Set task >>
Answer from the guide to using mantras in meditation below:
(a) How many distinct mantras does the guide say it will offer?
(b) Besides meditations, in what two settings are mantras said to be used?
(c) What kind of music is named as containing mantras?

Source document >>
____________

How To Use Mantras In Meditation & Find Your Mantra Today

You probably already know the basics of meditation and mindfulness practice. For example, perhaps you've practiced meditative breathing, and maybe you even have an exercise that you do every day to center or calm yourself.

However, people are often unaware of the many ways in which you can “level up” your meditation practice.

One of these methods involves using mantras in meditation – sounds or phrases you make to help you get into a particular state of mind. But where do you start, and how do you choose a mantra that suits you?

In this guide to using mantras in meditation, we'll first give you more information about the nature of mantras and how they affect you. We'll then offer you seven distinct mantras, explain their benefits, and then walk you through the process of choosing a mantra that suits you. Finally, we'll show you how mantras in meditation can enhance your manifestation abilities.

What Is A Mantra And How Does It Affect You?

What Is A Mantra And How Does It Affect You?

If you're asking “What's a mantra?”, the simplest explanation is that it's a sound that is repeated during meditations. That sound may be a word, a phrase, or more of noise – but regardless, you continuously make that sound as you continue your exercise.

Said to have strong vibrational resonance throughout your body and mind, mantras are used not only in meditations but also in certain forms of yoga and in spiritual practices associated with some religions.

You can even find mantras in certain music, such as binaural beats tracks designed to help you concentrate.

Regardless of the nature of your mantra, it is combined with a focus on the breath or on a particular object or idea (such as during creative visualization).

Mantras alter your consciousness and help you tap into your deepest potential. Let's now turn to some of the main mantras you find helpful, so we can then explore how to choose a mantra today.

7 Mantras In Meditation And Their Benefits

You can use the following 7 mantras in meditation but these short mantras are also mantras to live by – they can change your feelings and help you tune into what matters most.

____________

Record extracts >>
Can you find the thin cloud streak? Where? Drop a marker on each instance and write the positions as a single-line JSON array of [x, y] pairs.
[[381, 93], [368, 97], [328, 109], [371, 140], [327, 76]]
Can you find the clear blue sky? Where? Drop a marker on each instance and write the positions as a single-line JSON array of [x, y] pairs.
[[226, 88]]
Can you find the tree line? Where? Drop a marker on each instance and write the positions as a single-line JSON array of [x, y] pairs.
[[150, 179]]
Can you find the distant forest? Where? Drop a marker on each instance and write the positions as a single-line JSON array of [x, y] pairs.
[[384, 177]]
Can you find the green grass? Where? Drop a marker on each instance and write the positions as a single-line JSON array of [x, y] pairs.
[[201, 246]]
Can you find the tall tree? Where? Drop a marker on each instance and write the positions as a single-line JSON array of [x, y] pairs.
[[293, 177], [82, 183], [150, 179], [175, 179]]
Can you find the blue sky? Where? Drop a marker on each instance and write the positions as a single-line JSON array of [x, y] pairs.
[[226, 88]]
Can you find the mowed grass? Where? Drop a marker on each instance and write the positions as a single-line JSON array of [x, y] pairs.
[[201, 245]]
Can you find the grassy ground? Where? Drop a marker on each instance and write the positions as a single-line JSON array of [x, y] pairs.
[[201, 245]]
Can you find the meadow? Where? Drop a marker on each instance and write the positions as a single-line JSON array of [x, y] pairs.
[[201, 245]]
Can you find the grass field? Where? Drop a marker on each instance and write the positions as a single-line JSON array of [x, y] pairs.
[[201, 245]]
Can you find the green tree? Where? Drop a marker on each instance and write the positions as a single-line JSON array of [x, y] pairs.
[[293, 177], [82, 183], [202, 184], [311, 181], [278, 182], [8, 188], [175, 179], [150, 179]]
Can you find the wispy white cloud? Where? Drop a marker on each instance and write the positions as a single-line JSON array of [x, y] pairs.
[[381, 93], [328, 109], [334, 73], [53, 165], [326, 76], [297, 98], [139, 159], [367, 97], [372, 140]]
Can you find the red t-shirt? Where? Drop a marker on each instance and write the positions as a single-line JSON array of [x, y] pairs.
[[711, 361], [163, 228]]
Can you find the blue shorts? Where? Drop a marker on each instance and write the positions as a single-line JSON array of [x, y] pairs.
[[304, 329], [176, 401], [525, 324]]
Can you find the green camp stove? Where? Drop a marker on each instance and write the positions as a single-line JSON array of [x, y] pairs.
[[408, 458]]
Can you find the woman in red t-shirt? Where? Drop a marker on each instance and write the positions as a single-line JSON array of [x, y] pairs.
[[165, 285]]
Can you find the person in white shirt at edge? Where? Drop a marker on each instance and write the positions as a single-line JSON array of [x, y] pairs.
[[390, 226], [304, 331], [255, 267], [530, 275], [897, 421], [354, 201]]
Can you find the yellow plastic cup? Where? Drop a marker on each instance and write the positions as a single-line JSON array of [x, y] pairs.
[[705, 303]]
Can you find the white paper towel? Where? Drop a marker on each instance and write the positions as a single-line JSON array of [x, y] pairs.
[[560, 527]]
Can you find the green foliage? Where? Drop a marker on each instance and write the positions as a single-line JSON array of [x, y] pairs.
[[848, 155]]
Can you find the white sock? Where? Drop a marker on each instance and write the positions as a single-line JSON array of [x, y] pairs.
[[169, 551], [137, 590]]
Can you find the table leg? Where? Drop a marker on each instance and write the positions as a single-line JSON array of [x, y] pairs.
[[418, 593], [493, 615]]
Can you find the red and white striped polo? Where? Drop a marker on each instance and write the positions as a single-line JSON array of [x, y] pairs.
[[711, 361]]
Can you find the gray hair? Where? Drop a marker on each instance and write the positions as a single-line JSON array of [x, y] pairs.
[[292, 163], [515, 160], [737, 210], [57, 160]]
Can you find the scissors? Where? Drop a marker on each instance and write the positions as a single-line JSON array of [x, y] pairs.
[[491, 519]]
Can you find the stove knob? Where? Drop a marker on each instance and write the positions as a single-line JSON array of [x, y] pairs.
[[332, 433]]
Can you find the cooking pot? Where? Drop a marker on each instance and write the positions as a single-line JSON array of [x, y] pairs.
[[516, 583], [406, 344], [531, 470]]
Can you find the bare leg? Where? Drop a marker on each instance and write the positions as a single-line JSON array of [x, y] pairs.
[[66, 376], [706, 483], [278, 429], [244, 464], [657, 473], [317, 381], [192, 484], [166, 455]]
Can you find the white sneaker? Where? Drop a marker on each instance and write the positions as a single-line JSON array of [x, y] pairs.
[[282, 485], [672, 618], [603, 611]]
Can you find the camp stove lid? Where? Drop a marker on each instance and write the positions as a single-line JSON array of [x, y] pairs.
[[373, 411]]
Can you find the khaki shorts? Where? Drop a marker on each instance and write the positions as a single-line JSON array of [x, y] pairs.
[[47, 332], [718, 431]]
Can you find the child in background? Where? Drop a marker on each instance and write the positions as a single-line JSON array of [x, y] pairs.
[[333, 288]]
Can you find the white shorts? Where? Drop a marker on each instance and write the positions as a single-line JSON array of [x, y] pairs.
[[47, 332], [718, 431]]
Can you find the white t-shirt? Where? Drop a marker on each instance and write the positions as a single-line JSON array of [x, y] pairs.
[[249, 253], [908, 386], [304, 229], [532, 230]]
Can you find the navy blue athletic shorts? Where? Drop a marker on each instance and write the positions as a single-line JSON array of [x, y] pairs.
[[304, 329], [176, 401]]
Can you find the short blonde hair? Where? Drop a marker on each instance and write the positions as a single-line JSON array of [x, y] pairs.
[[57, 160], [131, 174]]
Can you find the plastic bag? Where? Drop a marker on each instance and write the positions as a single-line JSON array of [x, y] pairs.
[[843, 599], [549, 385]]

____________

The solution >>
(a) Seven.
(b) Certain forms of yoga, and spiritual practices associated with some religions.
(c) Binaural beats tracks designed to help you concentrate.